**WORK INSTRUCTIONS**.
Beneath this task are records; print exactly the stretch of them from the line with "Target: domed roof" through the line with "Target: shadow on pavement", both ends included.

**Extracted records**.
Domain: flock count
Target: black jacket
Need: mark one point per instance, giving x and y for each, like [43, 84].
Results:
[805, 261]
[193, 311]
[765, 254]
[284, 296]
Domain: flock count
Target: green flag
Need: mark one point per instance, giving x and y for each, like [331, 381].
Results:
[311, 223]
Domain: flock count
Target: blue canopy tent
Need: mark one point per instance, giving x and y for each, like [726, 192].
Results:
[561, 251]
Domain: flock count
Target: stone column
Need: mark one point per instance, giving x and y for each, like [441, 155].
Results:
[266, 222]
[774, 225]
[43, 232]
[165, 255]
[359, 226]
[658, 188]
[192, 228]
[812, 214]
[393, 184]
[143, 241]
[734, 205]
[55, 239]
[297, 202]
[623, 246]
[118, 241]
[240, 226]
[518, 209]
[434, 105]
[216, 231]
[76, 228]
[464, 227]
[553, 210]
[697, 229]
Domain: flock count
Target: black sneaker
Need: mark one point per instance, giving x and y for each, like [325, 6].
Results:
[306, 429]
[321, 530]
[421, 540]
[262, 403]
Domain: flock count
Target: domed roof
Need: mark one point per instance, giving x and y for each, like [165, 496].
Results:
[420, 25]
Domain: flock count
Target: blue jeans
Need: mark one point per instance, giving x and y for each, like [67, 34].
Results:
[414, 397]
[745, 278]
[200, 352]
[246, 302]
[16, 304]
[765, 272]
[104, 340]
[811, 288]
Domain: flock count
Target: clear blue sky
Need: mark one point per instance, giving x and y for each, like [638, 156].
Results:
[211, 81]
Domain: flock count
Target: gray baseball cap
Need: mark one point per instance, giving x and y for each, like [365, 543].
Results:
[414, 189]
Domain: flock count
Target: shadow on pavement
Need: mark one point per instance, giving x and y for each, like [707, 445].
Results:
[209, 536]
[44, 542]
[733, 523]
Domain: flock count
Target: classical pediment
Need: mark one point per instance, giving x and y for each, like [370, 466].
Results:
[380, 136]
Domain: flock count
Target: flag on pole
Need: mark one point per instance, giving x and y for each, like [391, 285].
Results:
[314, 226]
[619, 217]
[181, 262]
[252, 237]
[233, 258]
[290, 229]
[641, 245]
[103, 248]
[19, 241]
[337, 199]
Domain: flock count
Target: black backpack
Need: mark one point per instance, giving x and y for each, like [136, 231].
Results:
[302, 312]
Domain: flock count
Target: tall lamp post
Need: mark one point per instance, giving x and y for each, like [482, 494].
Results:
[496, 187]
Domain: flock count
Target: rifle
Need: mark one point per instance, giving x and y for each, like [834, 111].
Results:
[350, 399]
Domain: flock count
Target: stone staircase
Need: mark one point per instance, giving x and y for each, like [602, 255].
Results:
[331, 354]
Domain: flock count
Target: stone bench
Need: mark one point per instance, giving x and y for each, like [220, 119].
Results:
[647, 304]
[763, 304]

==

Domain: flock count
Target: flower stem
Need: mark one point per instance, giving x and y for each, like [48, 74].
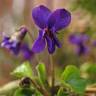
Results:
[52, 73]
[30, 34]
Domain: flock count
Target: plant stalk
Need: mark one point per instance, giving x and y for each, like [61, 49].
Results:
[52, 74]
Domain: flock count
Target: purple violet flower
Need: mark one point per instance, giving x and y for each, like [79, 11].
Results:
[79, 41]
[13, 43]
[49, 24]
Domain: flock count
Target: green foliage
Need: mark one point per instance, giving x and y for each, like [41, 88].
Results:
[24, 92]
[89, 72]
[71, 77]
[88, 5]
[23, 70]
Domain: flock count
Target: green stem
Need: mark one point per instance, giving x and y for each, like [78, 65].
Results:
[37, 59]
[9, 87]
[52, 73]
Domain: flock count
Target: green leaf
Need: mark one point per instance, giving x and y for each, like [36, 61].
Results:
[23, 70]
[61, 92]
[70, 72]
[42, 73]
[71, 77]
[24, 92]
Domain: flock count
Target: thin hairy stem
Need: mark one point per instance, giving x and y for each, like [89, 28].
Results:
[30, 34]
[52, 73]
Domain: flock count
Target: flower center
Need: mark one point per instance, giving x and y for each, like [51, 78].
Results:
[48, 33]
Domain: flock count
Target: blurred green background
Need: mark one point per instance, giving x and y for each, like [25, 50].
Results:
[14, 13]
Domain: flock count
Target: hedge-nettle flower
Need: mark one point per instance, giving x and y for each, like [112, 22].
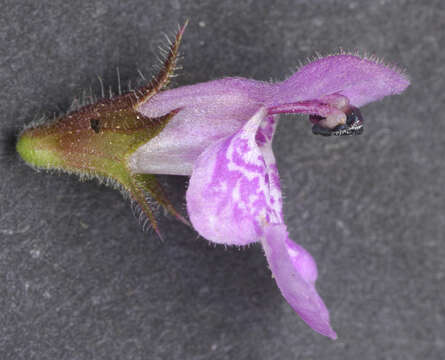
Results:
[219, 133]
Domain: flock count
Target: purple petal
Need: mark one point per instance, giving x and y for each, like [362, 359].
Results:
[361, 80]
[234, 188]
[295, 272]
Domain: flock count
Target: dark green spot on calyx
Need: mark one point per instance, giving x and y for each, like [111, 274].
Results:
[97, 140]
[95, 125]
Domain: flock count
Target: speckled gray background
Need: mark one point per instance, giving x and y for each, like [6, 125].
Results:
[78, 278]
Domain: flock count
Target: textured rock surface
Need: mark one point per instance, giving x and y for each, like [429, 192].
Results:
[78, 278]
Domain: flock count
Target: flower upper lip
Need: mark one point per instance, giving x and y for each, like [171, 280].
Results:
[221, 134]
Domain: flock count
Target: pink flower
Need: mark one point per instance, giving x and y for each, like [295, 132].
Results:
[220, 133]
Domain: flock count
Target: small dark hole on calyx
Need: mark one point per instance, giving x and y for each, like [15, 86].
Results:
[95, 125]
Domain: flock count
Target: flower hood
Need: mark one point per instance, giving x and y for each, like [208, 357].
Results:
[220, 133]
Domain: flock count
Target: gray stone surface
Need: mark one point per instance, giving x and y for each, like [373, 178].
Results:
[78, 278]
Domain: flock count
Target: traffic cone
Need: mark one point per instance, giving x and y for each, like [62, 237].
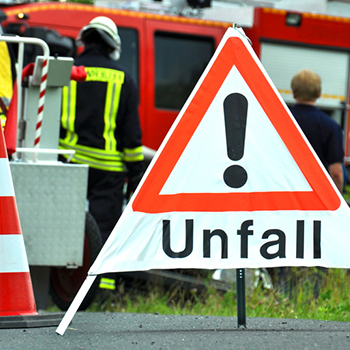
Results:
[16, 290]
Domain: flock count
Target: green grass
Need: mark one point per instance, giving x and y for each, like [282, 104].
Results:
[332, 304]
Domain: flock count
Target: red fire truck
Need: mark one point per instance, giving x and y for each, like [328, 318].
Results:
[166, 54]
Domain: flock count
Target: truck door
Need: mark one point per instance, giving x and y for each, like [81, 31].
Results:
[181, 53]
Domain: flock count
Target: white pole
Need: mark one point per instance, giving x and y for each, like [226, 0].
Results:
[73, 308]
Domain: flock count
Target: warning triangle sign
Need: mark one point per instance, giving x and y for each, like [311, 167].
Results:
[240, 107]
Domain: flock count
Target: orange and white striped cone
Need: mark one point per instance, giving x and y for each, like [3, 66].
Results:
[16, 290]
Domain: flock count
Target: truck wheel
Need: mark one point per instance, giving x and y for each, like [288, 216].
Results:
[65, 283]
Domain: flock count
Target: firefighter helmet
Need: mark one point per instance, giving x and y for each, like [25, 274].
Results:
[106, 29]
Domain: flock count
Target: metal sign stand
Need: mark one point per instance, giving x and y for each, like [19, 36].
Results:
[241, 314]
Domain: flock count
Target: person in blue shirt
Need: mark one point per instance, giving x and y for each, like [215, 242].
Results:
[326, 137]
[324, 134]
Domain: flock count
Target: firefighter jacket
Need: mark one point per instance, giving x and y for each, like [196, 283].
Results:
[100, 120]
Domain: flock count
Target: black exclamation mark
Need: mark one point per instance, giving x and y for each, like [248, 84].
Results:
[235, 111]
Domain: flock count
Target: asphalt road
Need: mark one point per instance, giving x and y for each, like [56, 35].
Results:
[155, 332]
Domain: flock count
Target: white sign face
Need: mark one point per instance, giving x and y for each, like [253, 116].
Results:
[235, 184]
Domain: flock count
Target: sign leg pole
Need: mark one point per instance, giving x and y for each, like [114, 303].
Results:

**RESULT**.
Target: domed roof
Need: mark one point per instance, giving x and y for each, like [165, 496].
Results:
[420, 25]
Domain: flock count
Target: blue jeans
Need: mark one point per instance, giving x and y for each, like [67, 34].
Results:
[414, 397]
[745, 278]
[200, 352]
[246, 302]
[16, 304]
[765, 272]
[104, 340]
[811, 288]
Domain: flock count
Target: clear blue sky
Need: mark one point per instance, giving x and y for each, like [638, 156].
Results:
[211, 81]
Domain: flock count
Target: gray baseball cap
Need: mark one point per instance, giving x and y for each, like [365, 543].
Results:
[414, 189]
Domain: flock count
Target: shadow on pavement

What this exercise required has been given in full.